TESTO ESTRATTO:
-------------------------

A far da contraltare al principio esposto vi sono dei se e dei ma. Gli ermellini infatti ritengono ripristinata la ratio legis, e quindi che l’indennità sia ugualmente dovuta, quando il datore di lavoro non sia in grado di provare che la lavoratrice abbia, subito dopo le dimissioni, iniziato un nuovo lavoro ovvero quando la lavoratrice riesca a provare che il nuovo impiego sia per lei meno vantaggioso sul piano sia patrimoniale sia non patrimoniale (ad esempio per gravosità delle mansioni o per maggiore distanza della sede di lavoro dall’abitazione, ecc.).

Premesso che ad avviso di chi scrive risulterebbe iniquo pretendere il versamento del mancato preavviso (quantomeno in misura totale) nel caso che il nuovo stipendio sia inferiore di pochi euro o che il nuovo luogo di lavoro sia raggiungibile impiegando qualche minuto in più, non si può non sottolineare la prova diabolica che viene richiesta al datore di lavoro, chiamato a discutere dell’asserita non equivalenza delle nuove mansioni rispetto le precedenti in riferimento ad aspetti spesso non valutabili in termini matematici, quali situazioni di vantaggio e di gravosità.

Non è poi da escludersi che la lavoratrice potrebbe sottoscrivere formalmente un contratto part-time pur di fatto lavorando a tempo pieno (magari facendosi pagare gli extra in nero o dilazionandoli sotto forma di bonus o premi periodici: la fantasia italica in questi casi non ha limiti), ovvero richiedere un sottoinquadramento per il periodo iniziale del rapporto se non addirittura posticipare ad arte l’assunzione presso il nuovo datore dato che, stando alla Cassazione, la lavoratrice perderebbe il diritto solo se l’inizio del nuovo lavoro avvenisse “senza intervallo di tempo”. In pratica: aspetta una settimana e nessuno potrà contestare nulla.

Che dire: il classico pastrocchio all’italiana dove tutto è ambiguo e il contenzioso dall’esito incerto perché i criteri indicati dalla giurisprudenza non si riferiscono a dati oggettivi e dove i soliti furbetti verrebbe stimolato e pure premiato. E di questo, in questa disastrata Italia, non se ne sente proprio il bisogno.

-------------------------

MATERIALE FORNITO:
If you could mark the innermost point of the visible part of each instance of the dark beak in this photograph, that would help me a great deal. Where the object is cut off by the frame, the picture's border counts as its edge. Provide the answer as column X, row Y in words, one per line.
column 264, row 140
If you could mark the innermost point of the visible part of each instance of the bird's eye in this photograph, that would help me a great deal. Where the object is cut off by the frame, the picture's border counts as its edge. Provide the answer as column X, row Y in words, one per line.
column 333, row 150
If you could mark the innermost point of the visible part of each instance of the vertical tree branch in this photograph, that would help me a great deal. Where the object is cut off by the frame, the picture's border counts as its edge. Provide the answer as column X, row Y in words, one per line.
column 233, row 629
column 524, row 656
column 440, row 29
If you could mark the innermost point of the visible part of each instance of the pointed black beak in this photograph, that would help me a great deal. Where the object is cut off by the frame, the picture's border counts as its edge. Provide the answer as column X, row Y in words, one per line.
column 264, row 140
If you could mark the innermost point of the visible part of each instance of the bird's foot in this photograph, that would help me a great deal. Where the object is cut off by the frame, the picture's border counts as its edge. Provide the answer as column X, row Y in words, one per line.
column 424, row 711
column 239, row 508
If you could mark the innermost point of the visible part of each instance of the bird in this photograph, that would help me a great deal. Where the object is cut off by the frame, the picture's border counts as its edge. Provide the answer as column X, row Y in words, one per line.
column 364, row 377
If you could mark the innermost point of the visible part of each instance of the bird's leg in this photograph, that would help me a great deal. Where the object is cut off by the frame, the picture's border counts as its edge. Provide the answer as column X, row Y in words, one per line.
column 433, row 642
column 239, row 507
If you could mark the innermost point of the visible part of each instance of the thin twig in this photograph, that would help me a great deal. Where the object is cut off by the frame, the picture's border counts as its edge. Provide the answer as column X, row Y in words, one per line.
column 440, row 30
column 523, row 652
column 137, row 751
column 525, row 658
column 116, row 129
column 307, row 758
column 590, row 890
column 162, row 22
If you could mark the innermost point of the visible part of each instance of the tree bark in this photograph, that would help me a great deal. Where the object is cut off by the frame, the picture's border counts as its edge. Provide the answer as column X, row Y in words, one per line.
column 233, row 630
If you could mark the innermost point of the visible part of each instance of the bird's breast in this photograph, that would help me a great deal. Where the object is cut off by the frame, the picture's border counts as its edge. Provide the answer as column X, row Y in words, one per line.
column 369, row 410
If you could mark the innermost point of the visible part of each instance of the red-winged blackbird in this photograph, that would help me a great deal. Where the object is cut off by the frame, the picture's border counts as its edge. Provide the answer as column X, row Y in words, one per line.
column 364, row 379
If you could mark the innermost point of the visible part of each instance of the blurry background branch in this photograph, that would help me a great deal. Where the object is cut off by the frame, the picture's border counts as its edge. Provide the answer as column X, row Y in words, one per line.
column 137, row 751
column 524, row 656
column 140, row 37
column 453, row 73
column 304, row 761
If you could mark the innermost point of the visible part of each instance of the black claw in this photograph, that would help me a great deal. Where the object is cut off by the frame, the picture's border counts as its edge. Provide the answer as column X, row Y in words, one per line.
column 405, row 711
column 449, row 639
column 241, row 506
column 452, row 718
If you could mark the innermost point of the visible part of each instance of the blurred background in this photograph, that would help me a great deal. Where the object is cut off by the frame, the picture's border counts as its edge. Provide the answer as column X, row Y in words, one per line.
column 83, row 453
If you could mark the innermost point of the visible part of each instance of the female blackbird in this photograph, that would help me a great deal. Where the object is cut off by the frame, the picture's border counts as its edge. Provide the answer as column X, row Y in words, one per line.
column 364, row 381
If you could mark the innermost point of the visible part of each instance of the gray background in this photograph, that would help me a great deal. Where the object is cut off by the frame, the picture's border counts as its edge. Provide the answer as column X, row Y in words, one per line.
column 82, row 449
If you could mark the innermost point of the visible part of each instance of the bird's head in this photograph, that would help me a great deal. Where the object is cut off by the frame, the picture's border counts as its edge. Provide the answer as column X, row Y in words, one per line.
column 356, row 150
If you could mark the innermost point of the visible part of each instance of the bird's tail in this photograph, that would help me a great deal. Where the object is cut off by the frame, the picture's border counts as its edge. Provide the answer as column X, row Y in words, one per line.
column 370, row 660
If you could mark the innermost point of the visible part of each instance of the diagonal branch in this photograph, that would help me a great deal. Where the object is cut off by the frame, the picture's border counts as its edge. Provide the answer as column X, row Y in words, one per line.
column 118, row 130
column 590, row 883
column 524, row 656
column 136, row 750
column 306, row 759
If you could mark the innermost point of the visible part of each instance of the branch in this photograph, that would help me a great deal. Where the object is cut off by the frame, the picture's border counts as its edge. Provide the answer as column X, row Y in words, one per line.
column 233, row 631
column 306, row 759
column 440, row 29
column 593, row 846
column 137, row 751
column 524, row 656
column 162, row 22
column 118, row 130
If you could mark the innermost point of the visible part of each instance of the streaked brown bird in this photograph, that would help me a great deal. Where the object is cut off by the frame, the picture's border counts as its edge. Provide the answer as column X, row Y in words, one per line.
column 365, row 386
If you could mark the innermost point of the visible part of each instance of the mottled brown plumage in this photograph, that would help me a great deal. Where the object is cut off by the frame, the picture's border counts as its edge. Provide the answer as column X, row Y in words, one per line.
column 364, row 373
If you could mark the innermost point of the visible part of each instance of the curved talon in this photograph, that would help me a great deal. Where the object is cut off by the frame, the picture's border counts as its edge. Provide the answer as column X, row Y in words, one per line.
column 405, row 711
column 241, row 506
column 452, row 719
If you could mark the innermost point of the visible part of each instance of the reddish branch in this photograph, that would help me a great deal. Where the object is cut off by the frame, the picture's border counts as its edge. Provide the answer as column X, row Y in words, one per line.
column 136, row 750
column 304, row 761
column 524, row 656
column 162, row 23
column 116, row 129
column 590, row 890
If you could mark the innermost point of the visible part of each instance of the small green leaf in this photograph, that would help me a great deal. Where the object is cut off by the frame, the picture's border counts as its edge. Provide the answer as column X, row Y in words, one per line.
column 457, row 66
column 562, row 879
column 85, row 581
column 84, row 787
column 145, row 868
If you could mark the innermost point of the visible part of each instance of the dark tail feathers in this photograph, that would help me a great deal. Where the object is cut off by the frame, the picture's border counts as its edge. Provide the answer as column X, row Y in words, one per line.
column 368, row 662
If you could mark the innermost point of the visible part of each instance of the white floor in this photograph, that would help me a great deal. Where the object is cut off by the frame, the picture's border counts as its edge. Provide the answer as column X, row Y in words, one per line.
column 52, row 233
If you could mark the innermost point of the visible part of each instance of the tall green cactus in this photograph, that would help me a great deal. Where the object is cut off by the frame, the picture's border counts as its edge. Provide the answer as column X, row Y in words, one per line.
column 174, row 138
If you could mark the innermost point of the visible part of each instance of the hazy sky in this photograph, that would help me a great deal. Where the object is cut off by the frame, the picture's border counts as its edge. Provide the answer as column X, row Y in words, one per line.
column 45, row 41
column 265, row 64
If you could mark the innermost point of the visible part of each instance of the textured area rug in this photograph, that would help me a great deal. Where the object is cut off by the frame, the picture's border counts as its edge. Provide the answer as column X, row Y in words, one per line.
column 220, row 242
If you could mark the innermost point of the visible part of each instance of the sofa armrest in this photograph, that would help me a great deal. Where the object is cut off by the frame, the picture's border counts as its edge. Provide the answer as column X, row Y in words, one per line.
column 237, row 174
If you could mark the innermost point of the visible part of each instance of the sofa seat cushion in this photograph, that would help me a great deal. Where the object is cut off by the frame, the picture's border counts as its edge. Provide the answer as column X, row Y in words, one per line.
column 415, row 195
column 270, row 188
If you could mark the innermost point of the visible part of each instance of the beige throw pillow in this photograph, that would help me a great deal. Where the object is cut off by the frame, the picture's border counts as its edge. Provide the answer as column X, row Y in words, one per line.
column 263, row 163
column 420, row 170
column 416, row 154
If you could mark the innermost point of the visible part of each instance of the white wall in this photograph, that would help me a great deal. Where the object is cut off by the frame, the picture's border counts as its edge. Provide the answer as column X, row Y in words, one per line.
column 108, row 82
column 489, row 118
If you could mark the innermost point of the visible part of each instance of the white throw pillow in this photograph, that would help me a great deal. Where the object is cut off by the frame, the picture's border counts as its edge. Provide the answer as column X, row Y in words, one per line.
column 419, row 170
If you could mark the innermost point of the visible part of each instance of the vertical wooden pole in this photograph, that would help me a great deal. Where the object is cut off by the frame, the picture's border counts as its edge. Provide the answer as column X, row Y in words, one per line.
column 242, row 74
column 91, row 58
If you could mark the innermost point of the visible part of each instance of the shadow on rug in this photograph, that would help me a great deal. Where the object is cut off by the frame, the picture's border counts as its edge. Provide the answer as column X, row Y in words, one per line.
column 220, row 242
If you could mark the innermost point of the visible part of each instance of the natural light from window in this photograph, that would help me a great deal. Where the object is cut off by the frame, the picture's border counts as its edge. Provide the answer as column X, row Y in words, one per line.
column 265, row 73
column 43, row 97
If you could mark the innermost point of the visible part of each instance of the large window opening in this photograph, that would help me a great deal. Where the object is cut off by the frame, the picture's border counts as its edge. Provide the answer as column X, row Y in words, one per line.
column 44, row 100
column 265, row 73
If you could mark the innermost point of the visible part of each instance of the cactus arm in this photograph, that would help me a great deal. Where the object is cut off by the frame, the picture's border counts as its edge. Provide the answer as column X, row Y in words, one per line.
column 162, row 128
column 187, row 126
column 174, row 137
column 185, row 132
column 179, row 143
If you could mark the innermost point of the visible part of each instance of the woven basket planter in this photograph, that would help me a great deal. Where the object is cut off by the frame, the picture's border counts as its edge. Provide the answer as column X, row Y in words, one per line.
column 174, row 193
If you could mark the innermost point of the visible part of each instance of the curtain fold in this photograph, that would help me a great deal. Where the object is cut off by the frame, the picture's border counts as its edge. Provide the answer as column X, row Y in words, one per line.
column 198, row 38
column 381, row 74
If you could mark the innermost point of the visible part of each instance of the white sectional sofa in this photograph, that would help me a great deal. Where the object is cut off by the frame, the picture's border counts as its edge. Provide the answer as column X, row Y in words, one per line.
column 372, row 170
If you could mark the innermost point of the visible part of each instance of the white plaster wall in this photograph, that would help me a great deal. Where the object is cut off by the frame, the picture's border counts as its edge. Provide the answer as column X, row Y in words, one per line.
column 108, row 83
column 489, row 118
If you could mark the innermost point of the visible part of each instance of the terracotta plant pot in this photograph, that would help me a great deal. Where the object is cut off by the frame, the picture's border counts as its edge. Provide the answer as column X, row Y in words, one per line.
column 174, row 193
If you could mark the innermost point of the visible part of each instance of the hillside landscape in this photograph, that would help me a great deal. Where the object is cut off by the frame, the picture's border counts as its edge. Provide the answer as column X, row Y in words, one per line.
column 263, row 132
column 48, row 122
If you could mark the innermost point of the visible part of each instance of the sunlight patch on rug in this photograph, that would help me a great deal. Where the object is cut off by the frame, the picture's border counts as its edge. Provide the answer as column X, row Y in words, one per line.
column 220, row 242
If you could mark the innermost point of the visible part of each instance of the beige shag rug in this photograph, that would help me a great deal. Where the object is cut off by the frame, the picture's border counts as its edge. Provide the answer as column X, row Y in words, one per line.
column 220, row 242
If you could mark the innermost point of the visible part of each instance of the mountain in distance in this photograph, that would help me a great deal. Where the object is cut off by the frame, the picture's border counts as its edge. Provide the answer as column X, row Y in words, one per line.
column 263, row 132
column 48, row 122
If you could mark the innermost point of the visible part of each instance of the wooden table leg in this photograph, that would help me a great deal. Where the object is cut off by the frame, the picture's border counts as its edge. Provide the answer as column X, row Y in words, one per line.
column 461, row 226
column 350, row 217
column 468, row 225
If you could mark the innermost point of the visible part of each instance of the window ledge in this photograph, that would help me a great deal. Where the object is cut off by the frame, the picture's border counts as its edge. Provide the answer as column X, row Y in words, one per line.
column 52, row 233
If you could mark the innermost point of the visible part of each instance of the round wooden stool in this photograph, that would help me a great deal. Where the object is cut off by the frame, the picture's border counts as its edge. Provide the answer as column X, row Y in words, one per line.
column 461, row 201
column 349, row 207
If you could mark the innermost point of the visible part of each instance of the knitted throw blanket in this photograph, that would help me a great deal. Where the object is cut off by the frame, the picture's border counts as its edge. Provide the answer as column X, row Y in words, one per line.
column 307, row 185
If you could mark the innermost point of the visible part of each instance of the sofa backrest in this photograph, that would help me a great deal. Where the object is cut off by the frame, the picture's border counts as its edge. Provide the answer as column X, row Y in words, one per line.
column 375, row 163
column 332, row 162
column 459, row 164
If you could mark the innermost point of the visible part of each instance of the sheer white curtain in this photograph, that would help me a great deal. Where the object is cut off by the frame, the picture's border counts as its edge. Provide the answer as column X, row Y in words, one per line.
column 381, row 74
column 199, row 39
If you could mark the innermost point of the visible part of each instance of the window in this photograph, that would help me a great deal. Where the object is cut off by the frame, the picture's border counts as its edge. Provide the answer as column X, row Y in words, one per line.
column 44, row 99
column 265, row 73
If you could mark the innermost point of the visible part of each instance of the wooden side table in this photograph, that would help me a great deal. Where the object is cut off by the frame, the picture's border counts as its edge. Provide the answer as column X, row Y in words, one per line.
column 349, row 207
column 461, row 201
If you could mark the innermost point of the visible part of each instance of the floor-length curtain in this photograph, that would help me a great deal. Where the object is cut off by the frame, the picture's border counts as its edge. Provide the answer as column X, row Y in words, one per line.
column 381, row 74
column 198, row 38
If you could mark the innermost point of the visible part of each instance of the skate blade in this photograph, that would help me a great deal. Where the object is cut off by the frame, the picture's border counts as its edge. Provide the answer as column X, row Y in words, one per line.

-------------------------

DETTAGLI ESERCIZIO: Riscrivi in forma di elenco il paragrafo del testo estratto che comincia con "A far da contraltare", conservandone i fatti principali.

RISULTATO:
- Al principio esposto si contrappongono alcune eccezioni.
- Secondo gli ermellini l'indennità resta ugualmente dovuta se il datore di lavoro non riesce a provare che la lavoratrice ha iniziato un nuovo lavoro subito dopo le dimissioni.
- È dovuta anche se la lavoratrice prova che il nuovo impiego è per lei meno vantaggioso sul piano patrimoniale e non patrimoniale. Ne sono esempi mansioni più gravose o una sede di lavoro più lontana dall'abitazione.